→ Your instructions
Within the records below, how many lines contain "clicks"? The answer is that number alone.

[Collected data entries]
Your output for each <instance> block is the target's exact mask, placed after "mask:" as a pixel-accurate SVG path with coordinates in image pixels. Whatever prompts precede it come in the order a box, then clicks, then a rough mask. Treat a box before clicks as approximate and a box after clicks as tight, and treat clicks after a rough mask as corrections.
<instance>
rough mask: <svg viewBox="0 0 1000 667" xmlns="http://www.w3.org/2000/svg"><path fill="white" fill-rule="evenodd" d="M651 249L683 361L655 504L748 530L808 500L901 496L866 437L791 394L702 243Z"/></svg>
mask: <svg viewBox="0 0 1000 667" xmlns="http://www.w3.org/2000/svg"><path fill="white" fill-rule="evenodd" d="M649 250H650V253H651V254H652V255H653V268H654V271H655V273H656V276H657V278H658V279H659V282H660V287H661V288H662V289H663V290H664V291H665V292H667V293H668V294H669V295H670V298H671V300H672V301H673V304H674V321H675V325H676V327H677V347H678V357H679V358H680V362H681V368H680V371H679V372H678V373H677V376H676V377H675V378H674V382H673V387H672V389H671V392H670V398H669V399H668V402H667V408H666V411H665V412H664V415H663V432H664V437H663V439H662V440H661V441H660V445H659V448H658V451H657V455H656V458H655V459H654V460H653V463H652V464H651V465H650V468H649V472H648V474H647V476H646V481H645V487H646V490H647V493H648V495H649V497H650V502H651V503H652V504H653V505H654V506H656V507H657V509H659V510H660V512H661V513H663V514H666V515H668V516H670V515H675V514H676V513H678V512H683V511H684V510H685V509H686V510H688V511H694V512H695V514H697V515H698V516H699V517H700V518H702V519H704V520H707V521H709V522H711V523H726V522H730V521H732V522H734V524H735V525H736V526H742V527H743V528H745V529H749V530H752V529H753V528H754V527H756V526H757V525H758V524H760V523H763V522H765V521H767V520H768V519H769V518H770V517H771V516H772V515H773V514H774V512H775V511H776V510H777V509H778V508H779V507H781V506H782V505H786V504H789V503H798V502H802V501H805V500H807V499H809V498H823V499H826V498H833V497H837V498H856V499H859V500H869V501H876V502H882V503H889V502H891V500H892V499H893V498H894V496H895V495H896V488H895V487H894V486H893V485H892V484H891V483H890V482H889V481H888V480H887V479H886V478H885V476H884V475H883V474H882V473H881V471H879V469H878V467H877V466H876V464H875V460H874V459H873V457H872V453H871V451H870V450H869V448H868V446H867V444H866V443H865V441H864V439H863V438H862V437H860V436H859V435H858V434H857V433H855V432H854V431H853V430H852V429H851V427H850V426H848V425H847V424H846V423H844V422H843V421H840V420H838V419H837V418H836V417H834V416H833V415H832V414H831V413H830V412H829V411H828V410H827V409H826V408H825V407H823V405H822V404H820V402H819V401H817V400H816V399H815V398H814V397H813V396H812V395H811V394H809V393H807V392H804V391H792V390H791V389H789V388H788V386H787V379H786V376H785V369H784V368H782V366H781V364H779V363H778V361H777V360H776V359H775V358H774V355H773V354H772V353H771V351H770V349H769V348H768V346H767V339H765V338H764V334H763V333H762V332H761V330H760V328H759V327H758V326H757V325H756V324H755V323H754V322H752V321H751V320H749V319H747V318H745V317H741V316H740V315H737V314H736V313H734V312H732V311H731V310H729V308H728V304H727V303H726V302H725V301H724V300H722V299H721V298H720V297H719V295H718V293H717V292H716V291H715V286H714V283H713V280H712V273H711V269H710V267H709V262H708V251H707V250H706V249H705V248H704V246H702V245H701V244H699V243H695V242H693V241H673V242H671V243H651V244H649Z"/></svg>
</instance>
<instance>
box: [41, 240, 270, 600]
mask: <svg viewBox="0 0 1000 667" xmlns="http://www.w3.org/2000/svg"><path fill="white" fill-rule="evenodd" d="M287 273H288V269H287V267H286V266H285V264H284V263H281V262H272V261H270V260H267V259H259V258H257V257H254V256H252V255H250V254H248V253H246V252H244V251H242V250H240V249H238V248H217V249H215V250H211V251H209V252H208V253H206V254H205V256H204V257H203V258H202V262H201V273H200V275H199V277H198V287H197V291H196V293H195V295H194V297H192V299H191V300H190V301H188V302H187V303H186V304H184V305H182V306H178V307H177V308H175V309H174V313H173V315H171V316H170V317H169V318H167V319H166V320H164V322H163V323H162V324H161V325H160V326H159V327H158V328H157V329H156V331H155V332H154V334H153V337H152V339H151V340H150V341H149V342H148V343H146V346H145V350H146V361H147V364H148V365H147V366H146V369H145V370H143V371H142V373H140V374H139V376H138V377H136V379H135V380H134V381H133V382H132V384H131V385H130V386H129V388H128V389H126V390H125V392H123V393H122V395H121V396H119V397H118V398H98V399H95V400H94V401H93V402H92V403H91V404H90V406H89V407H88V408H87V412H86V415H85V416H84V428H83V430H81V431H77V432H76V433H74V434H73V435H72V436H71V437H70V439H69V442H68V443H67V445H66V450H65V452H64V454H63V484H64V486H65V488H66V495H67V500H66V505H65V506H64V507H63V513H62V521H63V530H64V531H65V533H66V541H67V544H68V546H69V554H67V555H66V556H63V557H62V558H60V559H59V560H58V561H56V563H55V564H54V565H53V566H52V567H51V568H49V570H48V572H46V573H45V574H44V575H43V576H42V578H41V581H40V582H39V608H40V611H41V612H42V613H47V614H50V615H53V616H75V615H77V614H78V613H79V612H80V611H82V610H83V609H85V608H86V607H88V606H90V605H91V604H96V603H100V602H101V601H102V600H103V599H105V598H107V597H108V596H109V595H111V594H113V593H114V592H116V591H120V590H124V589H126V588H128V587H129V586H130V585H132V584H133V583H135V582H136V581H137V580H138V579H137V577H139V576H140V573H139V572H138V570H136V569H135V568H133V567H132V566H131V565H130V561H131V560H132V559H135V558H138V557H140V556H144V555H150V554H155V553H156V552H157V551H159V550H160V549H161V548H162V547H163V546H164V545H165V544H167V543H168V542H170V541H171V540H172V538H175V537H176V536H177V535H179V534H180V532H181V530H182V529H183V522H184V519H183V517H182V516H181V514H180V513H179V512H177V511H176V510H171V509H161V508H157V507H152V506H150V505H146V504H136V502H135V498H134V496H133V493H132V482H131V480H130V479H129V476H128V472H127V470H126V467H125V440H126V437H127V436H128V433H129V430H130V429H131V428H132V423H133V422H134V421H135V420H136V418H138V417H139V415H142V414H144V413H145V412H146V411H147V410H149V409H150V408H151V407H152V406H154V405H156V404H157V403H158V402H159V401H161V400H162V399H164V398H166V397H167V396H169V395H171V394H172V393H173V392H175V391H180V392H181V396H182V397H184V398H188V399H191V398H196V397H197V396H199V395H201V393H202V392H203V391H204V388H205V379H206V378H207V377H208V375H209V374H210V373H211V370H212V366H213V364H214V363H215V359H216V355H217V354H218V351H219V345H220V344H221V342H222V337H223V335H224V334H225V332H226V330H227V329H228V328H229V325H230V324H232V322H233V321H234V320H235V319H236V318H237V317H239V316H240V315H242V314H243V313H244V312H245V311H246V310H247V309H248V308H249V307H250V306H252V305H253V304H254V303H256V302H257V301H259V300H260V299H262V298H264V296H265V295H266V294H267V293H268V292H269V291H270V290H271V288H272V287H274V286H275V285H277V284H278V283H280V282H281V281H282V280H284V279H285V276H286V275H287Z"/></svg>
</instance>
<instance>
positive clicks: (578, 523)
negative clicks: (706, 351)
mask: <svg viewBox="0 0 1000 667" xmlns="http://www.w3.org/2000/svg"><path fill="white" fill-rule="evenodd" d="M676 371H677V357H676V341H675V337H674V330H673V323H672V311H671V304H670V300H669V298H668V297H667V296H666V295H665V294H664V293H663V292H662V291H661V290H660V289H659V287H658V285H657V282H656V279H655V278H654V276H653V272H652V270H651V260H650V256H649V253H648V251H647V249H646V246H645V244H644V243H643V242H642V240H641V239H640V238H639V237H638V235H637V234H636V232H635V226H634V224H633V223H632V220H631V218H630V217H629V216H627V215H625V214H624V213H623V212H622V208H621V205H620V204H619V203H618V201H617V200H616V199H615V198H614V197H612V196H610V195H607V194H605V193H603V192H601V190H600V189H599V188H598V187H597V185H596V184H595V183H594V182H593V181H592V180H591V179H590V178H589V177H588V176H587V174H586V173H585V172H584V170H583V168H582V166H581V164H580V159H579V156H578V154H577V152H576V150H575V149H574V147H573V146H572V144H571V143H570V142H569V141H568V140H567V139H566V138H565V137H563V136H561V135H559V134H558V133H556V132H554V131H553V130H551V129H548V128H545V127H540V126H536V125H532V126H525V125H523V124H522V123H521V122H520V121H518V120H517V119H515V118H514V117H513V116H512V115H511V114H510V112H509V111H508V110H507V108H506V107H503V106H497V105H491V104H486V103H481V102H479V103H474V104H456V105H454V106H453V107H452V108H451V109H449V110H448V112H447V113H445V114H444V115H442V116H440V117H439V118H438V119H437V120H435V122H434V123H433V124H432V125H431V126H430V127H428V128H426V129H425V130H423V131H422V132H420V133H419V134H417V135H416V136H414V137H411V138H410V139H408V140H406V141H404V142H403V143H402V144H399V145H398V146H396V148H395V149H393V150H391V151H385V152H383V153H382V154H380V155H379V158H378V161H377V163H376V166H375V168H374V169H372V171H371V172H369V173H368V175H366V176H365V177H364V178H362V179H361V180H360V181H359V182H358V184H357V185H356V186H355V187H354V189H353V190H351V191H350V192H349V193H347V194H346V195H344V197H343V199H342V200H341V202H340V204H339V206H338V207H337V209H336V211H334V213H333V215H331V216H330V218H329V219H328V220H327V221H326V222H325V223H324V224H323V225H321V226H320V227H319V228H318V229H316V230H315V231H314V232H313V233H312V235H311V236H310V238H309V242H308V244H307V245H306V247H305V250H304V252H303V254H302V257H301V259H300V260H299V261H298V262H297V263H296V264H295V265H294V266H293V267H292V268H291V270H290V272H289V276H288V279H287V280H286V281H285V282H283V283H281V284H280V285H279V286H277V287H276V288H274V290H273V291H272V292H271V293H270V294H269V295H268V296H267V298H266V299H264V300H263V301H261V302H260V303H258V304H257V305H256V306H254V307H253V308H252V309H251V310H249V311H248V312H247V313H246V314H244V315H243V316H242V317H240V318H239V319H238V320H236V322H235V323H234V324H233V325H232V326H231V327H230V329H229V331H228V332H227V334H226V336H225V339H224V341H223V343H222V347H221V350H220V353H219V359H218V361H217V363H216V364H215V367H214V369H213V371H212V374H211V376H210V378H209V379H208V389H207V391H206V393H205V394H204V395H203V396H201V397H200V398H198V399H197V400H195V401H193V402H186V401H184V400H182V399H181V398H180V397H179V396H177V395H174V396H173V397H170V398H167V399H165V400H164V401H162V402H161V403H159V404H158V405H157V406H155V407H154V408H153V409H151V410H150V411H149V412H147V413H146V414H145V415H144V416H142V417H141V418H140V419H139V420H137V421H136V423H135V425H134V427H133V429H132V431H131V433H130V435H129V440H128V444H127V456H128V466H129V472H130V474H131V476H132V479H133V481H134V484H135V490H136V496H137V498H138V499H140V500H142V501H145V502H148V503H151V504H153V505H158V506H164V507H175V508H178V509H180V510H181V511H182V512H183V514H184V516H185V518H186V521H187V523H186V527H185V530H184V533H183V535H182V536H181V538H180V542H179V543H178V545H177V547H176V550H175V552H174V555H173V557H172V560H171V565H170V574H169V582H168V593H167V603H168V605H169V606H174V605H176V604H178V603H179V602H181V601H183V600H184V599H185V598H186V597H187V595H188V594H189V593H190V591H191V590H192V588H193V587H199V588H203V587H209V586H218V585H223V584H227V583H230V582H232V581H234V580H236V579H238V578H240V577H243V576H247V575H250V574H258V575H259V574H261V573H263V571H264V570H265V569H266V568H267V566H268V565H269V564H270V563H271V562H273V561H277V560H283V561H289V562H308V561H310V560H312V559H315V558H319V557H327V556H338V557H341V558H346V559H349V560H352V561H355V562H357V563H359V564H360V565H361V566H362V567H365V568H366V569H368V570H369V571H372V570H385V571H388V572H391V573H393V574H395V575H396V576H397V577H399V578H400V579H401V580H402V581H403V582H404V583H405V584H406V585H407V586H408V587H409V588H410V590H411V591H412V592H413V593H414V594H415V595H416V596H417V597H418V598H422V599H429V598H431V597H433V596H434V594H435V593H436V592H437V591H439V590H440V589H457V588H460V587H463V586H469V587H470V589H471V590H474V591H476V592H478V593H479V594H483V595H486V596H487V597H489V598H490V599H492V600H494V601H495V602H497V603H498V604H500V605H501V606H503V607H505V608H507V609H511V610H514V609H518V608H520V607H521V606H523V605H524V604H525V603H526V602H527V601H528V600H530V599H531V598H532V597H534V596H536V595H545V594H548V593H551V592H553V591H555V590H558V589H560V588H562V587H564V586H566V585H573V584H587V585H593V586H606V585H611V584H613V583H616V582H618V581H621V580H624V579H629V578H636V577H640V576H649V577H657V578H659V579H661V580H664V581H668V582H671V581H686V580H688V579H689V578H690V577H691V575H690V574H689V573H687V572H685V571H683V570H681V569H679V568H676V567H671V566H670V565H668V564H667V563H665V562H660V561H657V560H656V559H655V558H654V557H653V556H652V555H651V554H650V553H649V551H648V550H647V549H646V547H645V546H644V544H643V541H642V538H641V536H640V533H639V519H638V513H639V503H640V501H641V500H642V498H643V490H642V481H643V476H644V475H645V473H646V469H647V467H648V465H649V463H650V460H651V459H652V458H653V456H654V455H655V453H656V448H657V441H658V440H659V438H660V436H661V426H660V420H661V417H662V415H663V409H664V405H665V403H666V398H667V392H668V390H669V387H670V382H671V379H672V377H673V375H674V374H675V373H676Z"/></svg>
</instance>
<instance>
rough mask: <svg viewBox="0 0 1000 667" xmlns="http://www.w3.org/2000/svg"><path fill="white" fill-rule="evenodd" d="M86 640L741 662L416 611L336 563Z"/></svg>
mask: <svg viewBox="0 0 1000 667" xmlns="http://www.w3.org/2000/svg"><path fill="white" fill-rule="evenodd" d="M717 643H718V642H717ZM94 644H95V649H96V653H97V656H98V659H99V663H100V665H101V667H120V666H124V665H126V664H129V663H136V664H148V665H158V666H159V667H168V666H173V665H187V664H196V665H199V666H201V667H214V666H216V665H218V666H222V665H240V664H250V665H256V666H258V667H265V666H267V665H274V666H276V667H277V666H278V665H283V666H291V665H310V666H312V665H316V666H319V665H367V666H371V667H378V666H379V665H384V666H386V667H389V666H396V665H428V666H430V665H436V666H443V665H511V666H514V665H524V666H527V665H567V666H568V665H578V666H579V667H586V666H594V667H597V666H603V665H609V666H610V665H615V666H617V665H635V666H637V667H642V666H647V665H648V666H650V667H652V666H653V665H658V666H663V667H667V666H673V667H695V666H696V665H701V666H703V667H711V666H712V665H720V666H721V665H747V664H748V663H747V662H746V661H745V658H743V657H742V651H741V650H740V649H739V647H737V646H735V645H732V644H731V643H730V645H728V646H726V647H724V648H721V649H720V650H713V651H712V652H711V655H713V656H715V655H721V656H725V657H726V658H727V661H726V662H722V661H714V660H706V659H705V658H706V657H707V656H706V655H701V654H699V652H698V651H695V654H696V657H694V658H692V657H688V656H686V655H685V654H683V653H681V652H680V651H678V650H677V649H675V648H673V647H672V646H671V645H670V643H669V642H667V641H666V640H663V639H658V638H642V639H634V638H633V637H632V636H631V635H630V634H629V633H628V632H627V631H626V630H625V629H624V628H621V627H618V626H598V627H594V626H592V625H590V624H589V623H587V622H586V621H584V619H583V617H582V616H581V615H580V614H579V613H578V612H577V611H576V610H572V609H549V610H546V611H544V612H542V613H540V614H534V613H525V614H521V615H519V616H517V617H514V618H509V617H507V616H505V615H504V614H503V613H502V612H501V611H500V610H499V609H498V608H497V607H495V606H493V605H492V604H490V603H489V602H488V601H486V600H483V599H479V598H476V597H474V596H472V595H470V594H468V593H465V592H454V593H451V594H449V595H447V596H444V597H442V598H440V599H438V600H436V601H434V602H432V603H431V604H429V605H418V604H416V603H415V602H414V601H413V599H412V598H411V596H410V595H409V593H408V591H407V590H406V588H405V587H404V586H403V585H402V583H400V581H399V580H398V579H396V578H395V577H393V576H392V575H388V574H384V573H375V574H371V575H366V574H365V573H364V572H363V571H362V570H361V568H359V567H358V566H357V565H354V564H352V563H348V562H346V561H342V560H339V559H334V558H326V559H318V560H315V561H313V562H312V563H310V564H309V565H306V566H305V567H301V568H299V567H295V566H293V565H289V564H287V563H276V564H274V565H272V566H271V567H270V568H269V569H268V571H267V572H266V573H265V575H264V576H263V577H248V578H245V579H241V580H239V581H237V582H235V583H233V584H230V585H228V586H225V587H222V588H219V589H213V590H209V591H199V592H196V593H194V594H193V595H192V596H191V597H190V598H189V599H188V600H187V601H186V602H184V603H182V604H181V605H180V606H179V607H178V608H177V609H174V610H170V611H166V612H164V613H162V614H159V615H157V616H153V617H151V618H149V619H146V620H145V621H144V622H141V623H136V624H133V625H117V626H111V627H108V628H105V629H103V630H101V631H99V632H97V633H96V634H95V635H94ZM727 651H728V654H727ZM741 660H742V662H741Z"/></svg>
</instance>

→ Solution for this exercise
3